=== Input ===

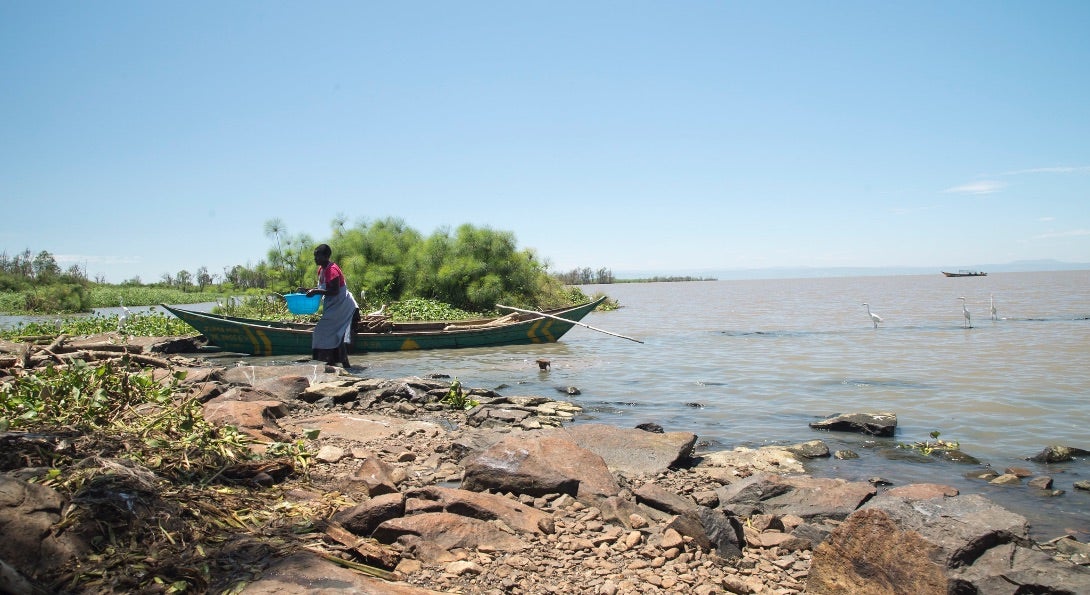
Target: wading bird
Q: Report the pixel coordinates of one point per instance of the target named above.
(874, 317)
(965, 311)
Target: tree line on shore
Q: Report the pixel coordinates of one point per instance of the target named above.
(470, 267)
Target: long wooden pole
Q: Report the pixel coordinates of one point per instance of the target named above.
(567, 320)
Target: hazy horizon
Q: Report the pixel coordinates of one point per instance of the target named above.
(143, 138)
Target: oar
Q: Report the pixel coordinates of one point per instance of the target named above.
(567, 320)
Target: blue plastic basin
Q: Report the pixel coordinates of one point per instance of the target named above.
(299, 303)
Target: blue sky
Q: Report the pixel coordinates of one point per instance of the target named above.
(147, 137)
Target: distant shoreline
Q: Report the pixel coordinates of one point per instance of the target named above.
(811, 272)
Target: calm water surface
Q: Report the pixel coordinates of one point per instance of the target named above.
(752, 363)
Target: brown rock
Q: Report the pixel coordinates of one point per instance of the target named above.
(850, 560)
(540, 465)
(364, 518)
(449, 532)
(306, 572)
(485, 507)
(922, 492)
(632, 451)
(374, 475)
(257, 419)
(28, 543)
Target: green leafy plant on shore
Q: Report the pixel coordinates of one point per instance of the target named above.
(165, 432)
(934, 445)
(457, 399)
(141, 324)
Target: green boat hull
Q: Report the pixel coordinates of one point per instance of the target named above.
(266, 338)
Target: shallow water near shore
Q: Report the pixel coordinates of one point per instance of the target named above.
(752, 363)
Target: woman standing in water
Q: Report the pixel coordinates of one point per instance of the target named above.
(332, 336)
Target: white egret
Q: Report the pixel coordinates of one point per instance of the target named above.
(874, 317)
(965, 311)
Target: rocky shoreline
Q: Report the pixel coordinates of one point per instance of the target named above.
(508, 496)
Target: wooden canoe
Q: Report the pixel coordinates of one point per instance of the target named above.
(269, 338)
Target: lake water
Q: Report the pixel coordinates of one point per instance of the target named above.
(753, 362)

===

= Work instructions =
Output exactly the lines above, from the one holding "Target: white egret" through the end of the data, including the first and last.

= Expected output =
Target: white egret
Q: Report the pixel coordinates of one point per instance of the target named above.
(874, 317)
(965, 311)
Target: rocky shoreline
Q: Report the pixel coordinates of one point per instance of the target named above.
(508, 496)
Target: wooden canoe
Q: Report the pixel coordinates of one point per instance of the target named above.
(269, 338)
Target: lake water
Q: Report the pixel coordinates of one point per instance of the target named above.
(753, 362)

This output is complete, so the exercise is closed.